Extracted material:
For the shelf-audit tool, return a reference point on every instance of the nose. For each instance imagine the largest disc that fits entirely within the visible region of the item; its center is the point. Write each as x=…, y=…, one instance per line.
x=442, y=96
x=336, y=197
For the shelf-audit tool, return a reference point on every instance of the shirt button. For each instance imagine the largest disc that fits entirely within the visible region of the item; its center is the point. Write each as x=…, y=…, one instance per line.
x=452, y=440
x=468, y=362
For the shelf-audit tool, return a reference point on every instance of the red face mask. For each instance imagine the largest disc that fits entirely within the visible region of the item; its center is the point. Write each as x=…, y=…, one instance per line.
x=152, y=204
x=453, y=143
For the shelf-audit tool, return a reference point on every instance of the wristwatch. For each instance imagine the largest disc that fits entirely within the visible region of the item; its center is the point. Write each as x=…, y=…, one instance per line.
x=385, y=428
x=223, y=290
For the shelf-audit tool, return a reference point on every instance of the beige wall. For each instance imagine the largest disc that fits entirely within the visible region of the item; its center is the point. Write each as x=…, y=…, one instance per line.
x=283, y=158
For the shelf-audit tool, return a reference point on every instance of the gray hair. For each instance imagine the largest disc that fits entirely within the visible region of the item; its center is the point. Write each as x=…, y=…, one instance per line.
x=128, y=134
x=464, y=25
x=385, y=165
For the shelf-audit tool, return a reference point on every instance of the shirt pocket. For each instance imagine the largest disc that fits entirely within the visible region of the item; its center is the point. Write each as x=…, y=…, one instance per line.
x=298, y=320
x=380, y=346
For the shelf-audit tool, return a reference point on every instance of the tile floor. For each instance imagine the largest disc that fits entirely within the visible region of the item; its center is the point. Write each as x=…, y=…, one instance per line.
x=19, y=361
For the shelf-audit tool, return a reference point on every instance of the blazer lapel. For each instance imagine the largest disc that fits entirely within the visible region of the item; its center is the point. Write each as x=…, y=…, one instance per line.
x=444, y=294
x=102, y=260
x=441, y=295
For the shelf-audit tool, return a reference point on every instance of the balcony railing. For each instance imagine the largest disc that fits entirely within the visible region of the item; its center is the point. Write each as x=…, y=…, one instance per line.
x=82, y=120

Prompt:
Your answer must be an exact copy of every record.

Exercise output:
For the shelf-audit tool, return a reference point on every instance of the nose. For each instance imagine the largest disc that fits entirely within the visible region of the item; its center is the point. Write each as x=…, y=…, one instance per line.
x=442, y=96
x=336, y=197
For the shelf-audit tool, return a reference point on every instance of the shirt button. For each instance imagine the largest disc that fits entirely within the visible region of the item; its center is the point. Write each as x=…, y=…, one instance per line.
x=452, y=440
x=468, y=362
For the shelf-audit tool, return a reference point on every instance of the red face mask. For each instance imagine the largest disc that fits entirely within the visible region of the item; its center is the point. Write each as x=…, y=…, one instance per line.
x=152, y=204
x=453, y=143
For the shelf-audit tool, return a reference point on every instance of the wristwatch. For each instance imagine the largest disc that fits entirely within the visible region of the item; its center is the point. Write each as x=…, y=…, one instance per line.
x=385, y=428
x=223, y=290
For the shelf-audit tool, return a reference point on every instance of the beige wall. For each instance imagine the largest disc that fits entirely within the visible region of the item; its center is the point. Write each as x=…, y=…, one instance per line.
x=283, y=158
For the shelf-audit tool, return a reference point on every instance of the gray hair. For each instance imagine the largest disc that fits entirely within the visible region of the item; its center is the point. Write each as x=…, y=…, one instance per line.
x=128, y=134
x=464, y=25
x=385, y=165
For the shelf-audit tool, return a reference point on every instance of the shirt pocket. For each instance imagine the largest disc that fits entirely within the visible region of the item; its center is the point. Write each as x=…, y=…, one instance per line.
x=298, y=320
x=380, y=346
For the shelf-audit tool, return a reference point on every instance of the tile floor. For each instance imagine the largest disc that fits entirely within the visible region of the item; its center is the point. Write each as x=…, y=…, one instance per line.
x=19, y=361
For the shelf-audit tool, return a reference point on every instance of the blazer lapel. For each instance imagine the largest disc that fits entirely within the visible region of the item; its center is the point. Write each as x=…, y=…, one instance per line.
x=444, y=294
x=102, y=260
x=441, y=295
For the shelf-audit tool, return a reference point on every instance of the balcony railing. For each instance imagine the largest disc that fits entirely within the visible region of the item; its center is the point. Write each as x=…, y=…, one instance per line.
x=82, y=120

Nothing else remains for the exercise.